ФРАГМЕНТ СТРАНИЦЫ |
# # # #
Пора учения в "Плехановке" совпала со временем борьбы с оппозицией. Один из сокурсников Авербаха попал в ссылку и прислал товарищам письмо о своем бедственном положении:
работы нет, денег нет. Студенты устроили складчину, и Авербах дал больше всех, потому что он работал. Позже, уже после окончания института, посадили кого-то еще с их курса, и список участ-
ников складчины, попавший в руки органов, превратился в оппозиционную группу.
29 октября 1934 года Авербах был арестован и получил по решению ОСО три года ссылки в Тулу. Там он работал в Тулгорстрое. Отбыв ссылку и вернувшись в Москву, Авербах 22 июля 1938 года, через тринадцать дней после заполнения анкеты, был снова арестован и просидел под следствием в Орловском централе почти три года. В 1941 году он получил, опять-таки по ОСО, восемь лет, но уже не ссылки, а заключения. Поскитавшись по северным лагерям (Кулойлаг, Ухтижемлаг), Авербах попал, наконец, в 1943 г. на Воркуту. Освободился в 1948, но без права выезда из Воркуты. Поселился на Руднике. В январе 1952 получил "вечную ссылку" и поселение на Воркуте. Ссылку сняли в сентябре 1954, затем в течение 1956-57 Авербах был реабилитирован по всем четырем делам, включая одно лагерное 1942 года.
# # # #
СОХРАНЁННЫЕ ДАННЫЕ |
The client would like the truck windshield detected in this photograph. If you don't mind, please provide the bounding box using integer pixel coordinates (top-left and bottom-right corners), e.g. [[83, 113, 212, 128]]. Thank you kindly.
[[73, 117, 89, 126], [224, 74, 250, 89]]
# # # #
ТРЕБОВАНИЯ |
Процитируйте из отрывка об Авербахе всё, начиная со слов «Пора учения в» и вплоть до слов «в оппозиционную группу.» включительно.

РЕШЕНИЕ ЗАДАЧИ |
Пора учения в "Плехановке" совпала со временем борьбы с оппозицией. Один из сокурсников Авербаха попал в ссылку и прислал товарищам письмо о своем бедственном положении:
работы нет, денег нет. Студенты устроили складчину, и Авербах дал больше всех, потому что он работал. Позже, уже после окончания института, посадили кого-то еще с их курса, и список участ-
ников складчины, попавший в руки органов, превратился в оппозиционную группу.